### SEITENAUSZUG
=======

Jürgen Henne und Peter Matzke, Leipziger Volkszeitung und Fußball-EM – Neues aus dem Papiermüll
Ich entsorgte meinen wöchentlichen Papiermüll und fixierte argwöhnisch das oberste Blatt im Zeitungsberg des Containers: „Einwurf aus dem Abseits“. Nicht überragend diese Überschrift, dachte ich, doch durchaus ordentlich. Ich lese die mittlere Passage des Textes der LVZ (Leipziger Volkszeitung), auf dem schon Gurkenschalen ihren wässrigen Feldzug gegen bedrucktes Papier vorantrieben und beginne meinen Veitstanz.
Denn der Begeisterung für Fußball, in diesen Tagen von angemessenenen Ausdehnungen, wird ein markiger Appell zur kollektiven Besinnung entgegengeschleudert. Intellektuelle werden angezetert, diesen rundledernen Spuk zu beenden, diese neunzig Minuten des Teufels. Denn “ Werden sie aus ihren Häusern kommen und sich umarmen, wenn eines Tages der Hunger in Afrika besiegt ist ? „
Der Autor ist Peter Matzke und seine geschriebenen Infantil-Vulkane sind an Dürftigkeit bei der Bewertung kausaler Zusammenhänge nicht zu toppen. Matzke ist der Gutbold, der entscheidet, wie sich Deutschland und Europa während einer Fußball-EM zu verhalten haben. Der Besuch eines Leipziger Provinzkabaretts während der Stunden des Endspiels wären für ihn sicher eine wegweisende Entscheidung. Ich bin kein Fußball-Eiferer, dessen Kopf und dessen Hodensack zu einem Fußball mutiert sind, der für ein Freundschaftsspiel von Berchtesgaden nach Flensburg rotiert. Doch akzeptiere ich die Tradition und auch die Schönheit dieses Spiels und genieße deren Höhepunkte (WM,EM,Europapokal).

=======

### BEREITGESTELLTE DATEN
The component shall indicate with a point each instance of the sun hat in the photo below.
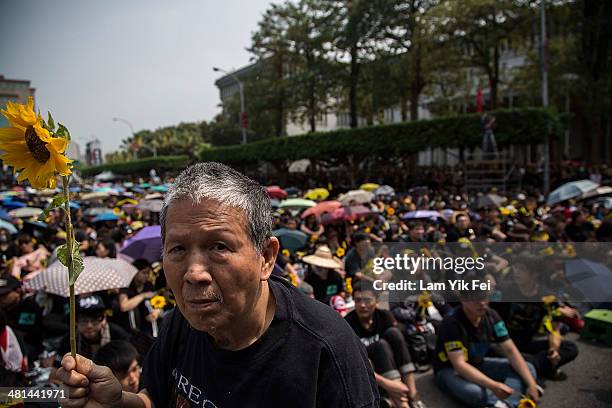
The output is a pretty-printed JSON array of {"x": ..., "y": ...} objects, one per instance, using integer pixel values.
[{"x": 322, "y": 258}]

=======

### ARBEITSAUFTRAG
Schreib bitte den Text über die Fußball-EM vollständig und Wort für Wort ab. Stütze dich ausschließlich auf den Text über die Fußball-EM.

### SCHRIFTLICHE ANTWORT
Jürgen Henne und Peter Matzke, Leipziger Volkszeitung und Fußball-EM – Neues aus dem Papiermüll
Ich entsorgte meinen wöchentlichen Papiermüll und fixierte argwöhnisch das oberste Blatt im Zeitungsberg des Containers: „Einwurf aus dem Abseits“. Nicht überragend diese Überschrift, dachte ich, doch durchaus ordentlich. Ich lese die mittlere Passage des Textes der LVZ (Leipziger Volkszeitung), auf dem schon Gurkenschalen ihren wässrigen Feldzug gegen bedrucktes Papier vorantrieben und beginne meinen Veitstanz.
Denn der Begeisterung für Fußball, in diesen Tagen von angemessenenen Ausdehnungen, wird ein markiger Appell zur kollektiven Besinnung entgegengeschleudert. Intellektuelle werden angezetert, diesen rundledernen Spuk zu beenden, diese neunzig Minuten des Teufels. Denn “ Werden sie aus ihren Häusern kommen und sich umarmen, wenn eines Tages der Hunger in Afrika besiegt ist ? „
Der Autor ist Peter Matzke und seine geschriebenen Infantil-Vulkane sind an Dürftigkeit bei der Bewertung kausaler Zusammenhänge nicht zu toppen. Matzke ist der Gutbold, der entscheidet, wie sich Deutschland und Europa während einer Fußball-EM zu verhalten haben. Der Besuch eines Leipziger Provinzkabaretts während der Stunden des Endspiels wären für ihn sicher eine wegweisende Entscheidung. Ich bin kein Fußball-Eiferer, dessen Kopf und dessen Hodensack zu einem Fußball mutiert sind, der für ein Freundschaftsspiel von Berchtesgaden nach Flensburg rotiert. Doch akzeptiere ich die Tradition und auch die Schönheit dieses Spiels und genieße deren Höhepunkte (WM,EM,Europapokal).